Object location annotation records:
■ ■ ■

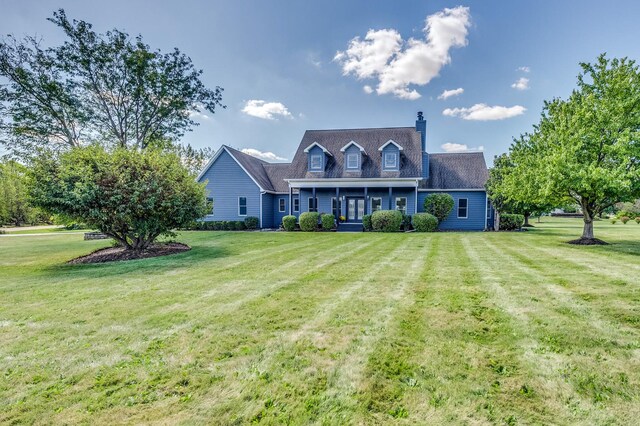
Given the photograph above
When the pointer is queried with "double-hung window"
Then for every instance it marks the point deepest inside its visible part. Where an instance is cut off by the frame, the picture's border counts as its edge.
(242, 206)
(463, 207)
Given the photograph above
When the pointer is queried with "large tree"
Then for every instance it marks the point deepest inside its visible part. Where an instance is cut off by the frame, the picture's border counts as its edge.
(587, 148)
(106, 88)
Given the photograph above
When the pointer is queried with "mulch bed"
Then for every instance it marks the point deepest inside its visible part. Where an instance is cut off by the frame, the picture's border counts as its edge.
(588, 242)
(114, 254)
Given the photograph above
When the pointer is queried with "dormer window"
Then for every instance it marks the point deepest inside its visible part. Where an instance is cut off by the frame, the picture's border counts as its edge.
(390, 160)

■ ■ ■

Swap "photograph" for "image" everywhere it occurs in the records above and write them out again with all else unchanged. Leave the pictures out of your answer.

Given the image above
When the pointer is queried with "double-hung window"
Then for every instance it marks the point deepest inside its visible part. Where an instance is cut off by the frame, the picture's border counts as its edge.
(242, 206)
(463, 207)
Given the image above
When the pointer is queried with "large tree"
Then for every instance it marks the point deepest inside its visible part. Where an instance is cut off by the frame, the picture's border counts as its edge.
(587, 148)
(106, 88)
Given the image above
When the pointer is queried with "mulch bed"
Then for every instance it marks the point deepest inside its visible part. Where an instance is cut off by the frame, the picture's border counts as its edge.
(588, 242)
(114, 254)
Given the image above
When the pointer is queried with "dormer window"
Then for every instance it marks the point deepest inside its visible part. Where an instance is cut off by the frame, the picture's border counts as its edge.
(390, 160)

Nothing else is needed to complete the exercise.